Reproduce the listing below verbatim, omitting the pictures.
[Start Stored rows]
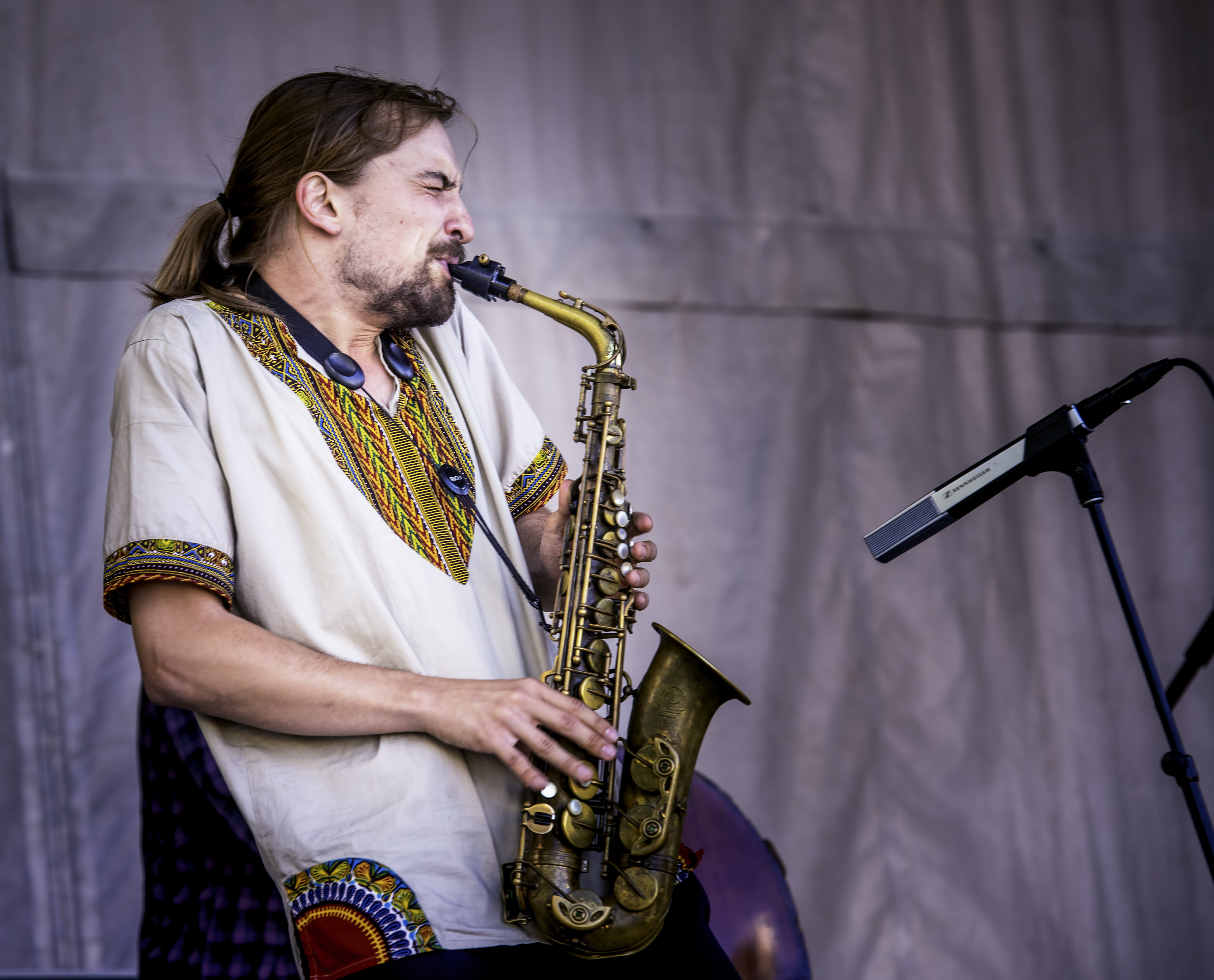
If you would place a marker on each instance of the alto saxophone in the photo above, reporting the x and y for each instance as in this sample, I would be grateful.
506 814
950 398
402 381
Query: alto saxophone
632 813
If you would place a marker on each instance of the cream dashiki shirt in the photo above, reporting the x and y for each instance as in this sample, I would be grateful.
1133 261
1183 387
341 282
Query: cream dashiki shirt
241 468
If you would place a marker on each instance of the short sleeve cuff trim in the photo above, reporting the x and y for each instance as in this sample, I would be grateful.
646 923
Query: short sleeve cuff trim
166 561
538 483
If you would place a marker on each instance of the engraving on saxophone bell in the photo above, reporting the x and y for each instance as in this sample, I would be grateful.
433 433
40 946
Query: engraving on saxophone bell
631 811
672 703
[End Stored rows]
**Result of this task:**
If you would place a marker on each instance of the alto saxophone in the photo above, reporting the x and y for each instance as in this sample, I would be grateful.
506 814
950 398
402 381
Query: alto saxophone
632 813
If you would place a marker on each instance of the cream dashiki shirt in the photo above, reporting the x and y for each instance as in this sample, I would be grateful.
1133 261
1183 387
341 282
Query: cream dashiki shirt
241 468
If you would place a marker on each instance of the short sleeve cuff trim in the photo above, reporting the x and y for each instance as in this sample, I would be grateful.
646 923
Query: short sleeve cuff trim
166 561
538 483
If you would place a marker on each instance of the engraving on saxophone bell in the photo above, reporting the x and y for each instance as in this sample, I would be grateful.
433 433
40 946
Query: engraving on saxophone bell
631 811
672 703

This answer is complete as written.